▸ **Text block**
_ _ _
While nail fungus can be unsightly and uncomfortable, it’s fortunately also treatable. Be aware of these five common signs of nail fungus as well as prevention strategies that can keep you from being affected.
Nail Fungus Symptoms
Nail fungus most commonly affects toenails, but can also infect the fingernails. When a nail is affected, you’ll notice the following symptoms:
– Thickened nail, often with a distorted shape
– Discoloration ranging from white to light brown
– A ragged or crumbling appearance
– Dark debris build-up under the nail
– Unpleasant odor
Because fungus can spread from one nail to the next, it’s important to get treatment when you experience these symptoms.
Risk Factors for Nail Fungus
Nail fungus occurs when fungal organisms penetrate the nail and begin to grow underneath. This problem more commonly affects older adults since nails become brittle and are more likely to crack, creating an access point for the fungus. Other risk factors include heavy sweating, history of athlete’s foot, and minor skin conditions such as psoriasis or circulation problems such as those that often occur with diabetes. Walking barefoot in damp areas like showers or communal pools can also increase the risk of contracting a fungus.
_ _ _
▸ **Work required**
Can you quote the nail fungus text from "While nail fungus" up to and including "experience these symptoms."? Rely only on the nail fungus text for this.

Stored data entries
_ _ _
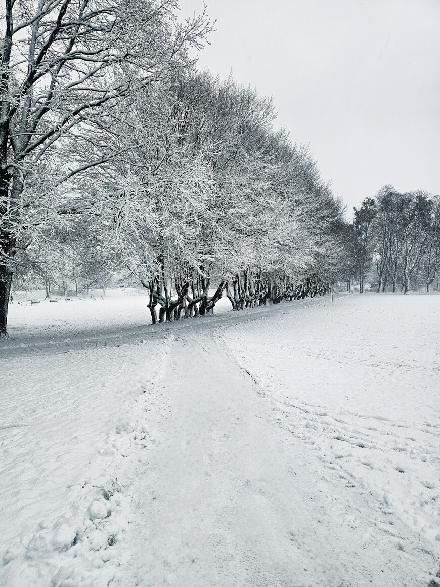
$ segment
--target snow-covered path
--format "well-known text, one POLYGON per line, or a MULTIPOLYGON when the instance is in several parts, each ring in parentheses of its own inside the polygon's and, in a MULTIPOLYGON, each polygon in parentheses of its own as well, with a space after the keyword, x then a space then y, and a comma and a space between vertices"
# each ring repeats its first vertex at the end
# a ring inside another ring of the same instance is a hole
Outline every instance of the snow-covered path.
POLYGON ((324 469, 214 335, 184 336, 168 353, 169 416, 131 490, 143 497, 128 583, 425 584, 425 541, 324 469))
POLYGON ((425 587, 439 339, 440 296, 371 295, 11 359, 2 584, 425 587))

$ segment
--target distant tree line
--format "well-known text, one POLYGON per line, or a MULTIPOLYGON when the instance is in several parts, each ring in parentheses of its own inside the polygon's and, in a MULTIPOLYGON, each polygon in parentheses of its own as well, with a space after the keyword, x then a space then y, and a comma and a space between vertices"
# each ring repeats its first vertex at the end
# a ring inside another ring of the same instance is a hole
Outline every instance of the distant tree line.
POLYGON ((272 100, 188 56, 174 0, 6 0, 0 335, 13 276, 148 291, 153 322, 327 291, 356 238, 272 100), (158 316, 156 308, 160 307, 158 316))
POLYGON ((354 227, 361 292, 368 274, 378 292, 429 292, 440 268, 439 196, 385 185, 354 208, 354 227))

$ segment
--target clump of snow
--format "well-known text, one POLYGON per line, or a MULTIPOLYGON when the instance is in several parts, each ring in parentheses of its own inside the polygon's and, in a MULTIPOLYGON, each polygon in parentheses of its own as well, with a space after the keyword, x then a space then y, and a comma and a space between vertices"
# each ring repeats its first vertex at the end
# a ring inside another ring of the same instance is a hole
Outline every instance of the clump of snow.
POLYGON ((92 501, 87 508, 87 511, 90 519, 106 518, 108 513, 107 508, 101 501, 92 501))

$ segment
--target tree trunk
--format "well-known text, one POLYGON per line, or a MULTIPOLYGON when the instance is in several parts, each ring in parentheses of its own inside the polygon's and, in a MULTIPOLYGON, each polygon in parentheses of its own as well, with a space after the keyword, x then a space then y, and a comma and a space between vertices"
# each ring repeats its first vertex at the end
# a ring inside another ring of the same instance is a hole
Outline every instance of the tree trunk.
POLYGON ((6 265, 0 266, 0 336, 8 336, 8 305, 12 281, 12 271, 6 265))

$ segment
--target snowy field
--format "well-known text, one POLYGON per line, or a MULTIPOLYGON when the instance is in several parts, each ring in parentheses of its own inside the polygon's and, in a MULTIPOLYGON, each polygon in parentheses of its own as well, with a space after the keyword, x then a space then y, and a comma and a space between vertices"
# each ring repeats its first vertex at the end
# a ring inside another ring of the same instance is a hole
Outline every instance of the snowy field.
POLYGON ((11 306, 0 585, 440 585, 440 296, 96 297, 11 306))

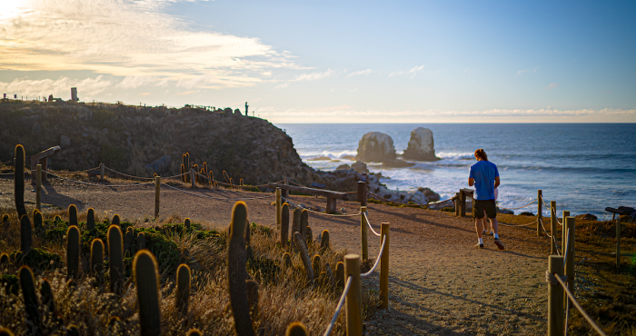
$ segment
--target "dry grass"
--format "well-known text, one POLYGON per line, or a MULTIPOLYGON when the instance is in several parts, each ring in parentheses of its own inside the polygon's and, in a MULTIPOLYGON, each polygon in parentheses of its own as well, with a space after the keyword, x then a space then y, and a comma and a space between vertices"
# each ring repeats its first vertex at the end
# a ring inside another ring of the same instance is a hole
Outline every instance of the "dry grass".
MULTIPOLYGON (((13 209, 4 209, 9 213, 8 224, 0 232, 0 251, 12 252, 19 249, 19 229, 17 218, 13 209)), ((51 220, 55 215, 65 217, 64 211, 46 210, 45 219, 51 220)), ((105 215, 97 215, 99 220, 105 215)), ((85 220, 85 213, 80 214, 80 222, 85 220)), ((138 219, 135 227, 155 226, 159 224, 182 222, 176 215, 161 223, 147 219, 138 219)), ((226 237, 226 231, 219 230, 221 237, 226 237)), ((164 237, 178 246, 179 262, 188 263, 193 269, 190 311, 182 316, 174 308, 175 286, 174 272, 161 274, 161 310, 162 328, 166 335, 184 335, 191 328, 198 328, 208 334, 234 334, 234 319, 229 306, 227 291, 226 256, 227 244, 220 246, 210 240, 196 238, 196 233, 165 233, 164 237)), ((65 242, 48 242, 42 236, 34 237, 34 247, 58 254, 65 261, 65 242)), ((285 267, 283 262, 284 250, 276 243, 275 232, 253 230, 251 239, 254 253, 254 262, 248 262, 249 277, 260 283, 258 316, 253 317, 255 329, 261 329, 267 335, 283 335, 288 324, 302 321, 311 334, 323 332, 332 318, 342 292, 342 288, 333 285, 313 286, 305 280, 303 263, 297 254, 293 254, 293 265, 285 267)), ((309 246, 310 254, 318 253, 317 246, 309 246)), ((323 262, 332 268, 343 260, 345 251, 328 251, 322 255, 323 262)), ((12 261, 13 262, 13 261, 12 261)), ((161 261, 159 261, 161 262, 161 261)), ((84 256, 82 263, 85 266, 88 259, 84 256)), ((16 274, 18 265, 2 265, 3 274, 16 274)), ((81 334, 107 335, 113 333, 111 320, 117 317, 125 334, 139 332, 138 311, 136 309, 136 291, 133 279, 125 282, 125 290, 121 297, 107 292, 107 287, 94 285, 94 279, 85 274, 70 286, 65 278, 65 267, 35 271, 38 286, 46 278, 53 288, 55 311, 47 311, 40 307, 44 326, 42 334, 64 335, 65 326, 76 325, 81 334)), ((39 292, 39 291, 38 291, 39 292)), ((363 292, 363 318, 373 314, 377 305, 371 292, 363 292)), ((344 334, 343 313, 338 319, 333 334, 344 334)), ((16 335, 24 335, 26 321, 23 298, 10 292, 0 290, 0 325, 13 330, 16 335)))

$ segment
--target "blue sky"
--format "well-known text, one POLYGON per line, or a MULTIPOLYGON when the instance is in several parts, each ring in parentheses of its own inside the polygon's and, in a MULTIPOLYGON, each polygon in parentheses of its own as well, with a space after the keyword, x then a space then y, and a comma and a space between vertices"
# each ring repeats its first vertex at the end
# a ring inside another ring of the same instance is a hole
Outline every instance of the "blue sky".
POLYGON ((0 91, 29 98, 247 101, 274 123, 636 122, 632 1, 2 7, 0 91))

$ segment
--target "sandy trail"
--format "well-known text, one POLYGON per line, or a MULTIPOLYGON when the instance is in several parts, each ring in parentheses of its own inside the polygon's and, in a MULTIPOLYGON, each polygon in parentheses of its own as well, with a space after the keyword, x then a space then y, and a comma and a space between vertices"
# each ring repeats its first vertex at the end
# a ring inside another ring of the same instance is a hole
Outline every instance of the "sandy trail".
MULTIPOLYGON (((28 186, 29 184, 27 184, 28 186)), ((0 179, 0 206, 12 208, 13 180, 0 179)), ((199 189, 212 197, 262 197, 268 194, 199 189)), ((35 193, 25 193, 35 202, 35 193)), ((291 196, 294 203, 324 208, 323 198, 291 196)), ((178 214, 214 227, 230 222, 234 201, 189 195, 166 187, 161 192, 160 218, 178 214)), ((273 197, 248 200, 249 219, 275 228, 273 197)), ((44 186, 43 203, 62 208, 71 203, 80 211, 89 207, 97 215, 124 220, 151 219, 154 186, 104 188, 52 181, 44 186)), ((357 213, 359 204, 339 202, 343 213, 357 213)), ((505 251, 492 236, 484 250, 476 242, 474 223, 450 213, 422 209, 370 204, 369 219, 380 232, 391 223, 390 309, 379 311, 366 322, 371 334, 388 335, 534 335, 545 334, 547 290, 543 272, 549 244, 532 231, 502 227, 505 251)), ((360 218, 310 214, 314 235, 329 230, 332 244, 360 252, 360 218)), ((369 232, 369 254, 375 258, 380 238, 369 232)), ((365 289, 378 289, 378 277, 365 281, 365 289)))

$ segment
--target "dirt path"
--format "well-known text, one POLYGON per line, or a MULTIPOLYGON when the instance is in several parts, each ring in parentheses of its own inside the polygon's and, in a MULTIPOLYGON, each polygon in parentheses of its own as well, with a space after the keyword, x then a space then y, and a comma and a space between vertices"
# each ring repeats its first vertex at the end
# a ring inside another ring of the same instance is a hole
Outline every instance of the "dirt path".
MULTIPOLYGON (((119 213, 124 220, 151 219, 154 186, 104 188, 53 181, 44 187, 43 203, 62 208, 71 203, 89 207, 97 215, 119 213)), ((29 184, 27 184, 29 185, 29 184)), ((268 194, 198 192, 211 197, 262 197, 268 194)), ((0 179, 0 207, 13 208, 13 181, 0 179)), ((35 202, 35 193, 25 193, 35 202)), ((294 203, 324 208, 322 198, 292 196, 294 203)), ((178 214, 210 226, 226 226, 234 201, 219 201, 162 188, 161 218, 178 214)), ((273 198, 248 200, 251 221, 275 228, 273 198)), ((343 213, 357 213, 358 204, 340 202, 343 213)), ((545 334, 547 291, 543 282, 549 245, 528 229, 502 227, 502 252, 485 239, 478 250, 474 223, 447 212, 370 204, 369 219, 376 231, 391 223, 390 309, 367 321, 371 334, 387 335, 535 335, 545 334)), ((311 214, 314 234, 329 230, 332 243, 350 252, 360 251, 359 217, 311 214)), ((370 256, 375 258, 380 239, 369 232, 370 256)), ((366 288, 378 286, 377 277, 366 288)))

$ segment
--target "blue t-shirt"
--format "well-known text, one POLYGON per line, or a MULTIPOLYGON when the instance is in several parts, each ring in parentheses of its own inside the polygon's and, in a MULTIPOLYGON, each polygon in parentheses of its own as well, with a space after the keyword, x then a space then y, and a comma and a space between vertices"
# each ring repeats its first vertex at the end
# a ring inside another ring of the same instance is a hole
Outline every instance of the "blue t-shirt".
POLYGON ((494 178, 498 176, 497 166, 490 161, 478 161, 471 166, 468 177, 475 180, 475 200, 494 200, 494 178))

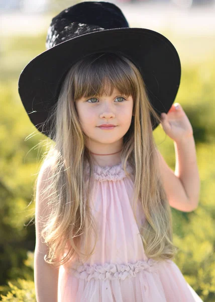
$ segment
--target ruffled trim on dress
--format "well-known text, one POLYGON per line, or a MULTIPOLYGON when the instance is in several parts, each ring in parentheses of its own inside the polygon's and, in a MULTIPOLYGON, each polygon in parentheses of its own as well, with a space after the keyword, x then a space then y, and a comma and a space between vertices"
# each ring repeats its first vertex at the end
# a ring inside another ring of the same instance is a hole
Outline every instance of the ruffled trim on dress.
MULTIPOLYGON (((128 163, 126 167, 129 174, 132 174, 133 169, 128 163)), ((86 166, 86 172, 87 175, 89 175, 89 165, 88 163, 86 166)), ((112 166, 101 167, 94 165, 93 175, 94 178, 100 182, 105 180, 121 180, 127 177, 122 163, 112 166)))
POLYGON ((157 263, 158 261, 150 258, 147 262, 139 260, 134 264, 105 263, 103 265, 75 264, 69 269, 76 278, 86 281, 92 278, 95 280, 125 280, 127 278, 135 277, 137 273, 143 270, 148 272, 156 271, 157 263))

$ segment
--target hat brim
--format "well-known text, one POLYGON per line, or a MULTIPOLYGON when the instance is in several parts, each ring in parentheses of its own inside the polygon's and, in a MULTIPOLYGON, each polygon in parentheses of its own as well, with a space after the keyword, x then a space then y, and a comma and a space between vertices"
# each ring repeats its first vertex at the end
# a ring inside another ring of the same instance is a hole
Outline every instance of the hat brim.
MULTIPOLYGON (((148 29, 103 30, 53 46, 22 70, 19 93, 29 118, 39 131, 49 136, 43 124, 49 109, 57 101, 60 84, 71 65, 85 56, 101 51, 120 53, 139 66, 154 108, 159 115, 168 112, 181 78, 180 59, 173 44, 162 34, 148 29)), ((158 125, 155 123, 153 130, 158 125)))

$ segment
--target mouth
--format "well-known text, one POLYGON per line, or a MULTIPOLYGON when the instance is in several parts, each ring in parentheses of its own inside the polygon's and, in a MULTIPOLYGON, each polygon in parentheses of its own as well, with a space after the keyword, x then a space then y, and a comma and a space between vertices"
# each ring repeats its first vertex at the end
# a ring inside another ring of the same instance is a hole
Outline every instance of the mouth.
POLYGON ((112 129, 114 129, 117 126, 99 126, 98 128, 100 128, 100 129, 103 130, 111 130, 112 129))

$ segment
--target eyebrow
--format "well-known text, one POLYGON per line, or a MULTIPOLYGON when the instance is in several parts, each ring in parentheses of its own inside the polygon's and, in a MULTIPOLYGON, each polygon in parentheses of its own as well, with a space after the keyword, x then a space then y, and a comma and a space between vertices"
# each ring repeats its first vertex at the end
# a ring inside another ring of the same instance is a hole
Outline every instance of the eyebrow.
MULTIPOLYGON (((117 97, 117 96, 119 96, 119 95, 124 95, 124 96, 126 96, 126 95, 124 93, 122 93, 122 94, 119 93, 119 94, 117 94, 116 95, 115 95, 114 98, 116 98, 116 97, 117 97)), ((101 97, 101 95, 95 94, 95 95, 93 95, 91 96, 88 96, 88 97, 83 97, 83 98, 87 99, 88 98, 91 98, 92 97, 101 97)))

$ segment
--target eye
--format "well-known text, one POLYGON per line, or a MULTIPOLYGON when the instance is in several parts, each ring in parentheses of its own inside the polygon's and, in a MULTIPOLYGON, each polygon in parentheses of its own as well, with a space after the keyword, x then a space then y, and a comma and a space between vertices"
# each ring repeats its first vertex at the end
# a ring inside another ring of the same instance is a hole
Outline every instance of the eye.
MULTIPOLYGON (((116 98, 116 99, 123 99, 123 101, 121 101, 120 102, 117 102, 117 103, 122 103, 124 100, 126 101, 126 100, 125 99, 125 98, 123 98, 123 97, 118 97, 117 98, 116 98)), ((90 101, 90 100, 97 100, 97 99, 96 98, 91 98, 91 99, 89 99, 89 100, 87 100, 86 101, 86 102, 88 102, 88 101, 90 101)), ((89 103, 91 103, 91 104, 93 103, 96 103, 96 102, 89 102, 89 103)))

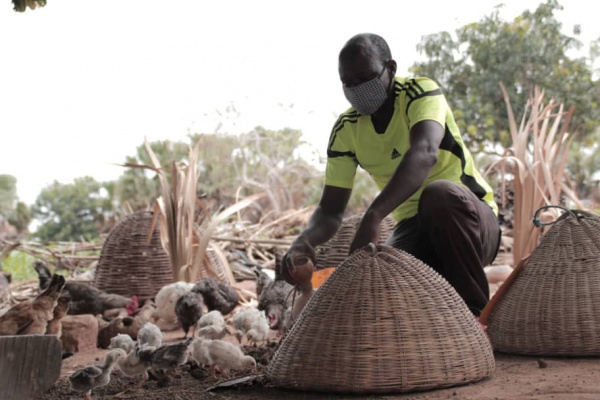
_ _ _
▸ **Response area**
While nail fungus can be unsightly and uncomfortable, it’s fortunately also treatable. Be aware of these five common signs of nail fungus as well as prevention strategies that can keep you from being affected.
Nail Fungus Symptoms
Nail fungus most commonly affects toenails, but can also infect the fingernails. When a nail is affected, you’ll notice the following symptoms:
– Thickened nail, often with a distorted shape
– Discoloration ranging from white to light brown
– A ragged or crumbling appearance
– Dark debris build-up under the nail
– Unpleasant odor
Because fungus can spread from one nail to the next, it’s important to get treatment when you experience these symptoms.